--- What to produce ---
Please state how many lines of the data below contain the word "jersey", offering nothing besides the number.

Stored records
────────────────
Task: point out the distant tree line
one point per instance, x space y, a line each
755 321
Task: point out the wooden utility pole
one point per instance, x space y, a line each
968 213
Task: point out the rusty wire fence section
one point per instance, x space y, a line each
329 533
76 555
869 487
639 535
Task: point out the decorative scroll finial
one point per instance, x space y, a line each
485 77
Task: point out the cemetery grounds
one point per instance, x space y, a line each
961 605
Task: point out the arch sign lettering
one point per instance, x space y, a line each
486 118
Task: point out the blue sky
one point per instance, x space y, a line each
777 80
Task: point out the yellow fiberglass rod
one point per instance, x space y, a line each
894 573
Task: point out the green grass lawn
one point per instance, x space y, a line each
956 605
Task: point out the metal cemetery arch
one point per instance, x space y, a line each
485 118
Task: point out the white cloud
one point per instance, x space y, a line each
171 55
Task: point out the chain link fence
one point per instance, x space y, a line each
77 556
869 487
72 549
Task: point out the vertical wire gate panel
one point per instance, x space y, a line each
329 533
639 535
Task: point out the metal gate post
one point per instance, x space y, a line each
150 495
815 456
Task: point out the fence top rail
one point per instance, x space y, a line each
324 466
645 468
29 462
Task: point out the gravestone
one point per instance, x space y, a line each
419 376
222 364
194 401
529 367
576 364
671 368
────────────────
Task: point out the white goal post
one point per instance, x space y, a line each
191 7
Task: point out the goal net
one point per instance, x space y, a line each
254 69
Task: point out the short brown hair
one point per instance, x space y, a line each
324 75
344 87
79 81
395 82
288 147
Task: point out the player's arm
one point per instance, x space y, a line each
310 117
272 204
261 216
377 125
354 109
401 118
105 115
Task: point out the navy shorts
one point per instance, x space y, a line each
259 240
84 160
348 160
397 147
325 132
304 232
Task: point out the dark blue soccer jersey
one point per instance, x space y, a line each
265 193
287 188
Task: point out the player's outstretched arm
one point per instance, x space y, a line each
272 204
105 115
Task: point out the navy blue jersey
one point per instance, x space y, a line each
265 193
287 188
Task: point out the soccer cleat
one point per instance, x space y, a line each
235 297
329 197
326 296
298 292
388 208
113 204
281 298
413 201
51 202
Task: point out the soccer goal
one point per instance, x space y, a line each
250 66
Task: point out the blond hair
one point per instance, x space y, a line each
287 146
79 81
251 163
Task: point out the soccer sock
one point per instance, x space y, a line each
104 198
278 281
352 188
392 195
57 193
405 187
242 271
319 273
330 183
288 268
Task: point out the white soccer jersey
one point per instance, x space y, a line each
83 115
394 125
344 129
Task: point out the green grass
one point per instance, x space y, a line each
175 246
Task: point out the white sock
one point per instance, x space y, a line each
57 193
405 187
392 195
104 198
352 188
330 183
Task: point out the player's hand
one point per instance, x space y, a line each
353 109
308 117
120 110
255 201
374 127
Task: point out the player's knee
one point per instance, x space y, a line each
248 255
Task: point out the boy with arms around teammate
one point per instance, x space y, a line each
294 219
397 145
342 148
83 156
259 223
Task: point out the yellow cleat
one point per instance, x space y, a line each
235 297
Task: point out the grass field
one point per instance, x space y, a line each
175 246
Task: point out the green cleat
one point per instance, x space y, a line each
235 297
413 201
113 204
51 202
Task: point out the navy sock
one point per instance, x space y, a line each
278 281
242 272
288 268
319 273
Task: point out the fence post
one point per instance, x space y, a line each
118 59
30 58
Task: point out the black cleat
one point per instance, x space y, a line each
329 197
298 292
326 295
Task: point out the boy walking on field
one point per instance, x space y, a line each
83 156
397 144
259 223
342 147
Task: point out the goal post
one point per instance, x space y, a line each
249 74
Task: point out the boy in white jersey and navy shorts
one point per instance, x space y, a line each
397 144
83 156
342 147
────────────────
--- Exercise output ---
4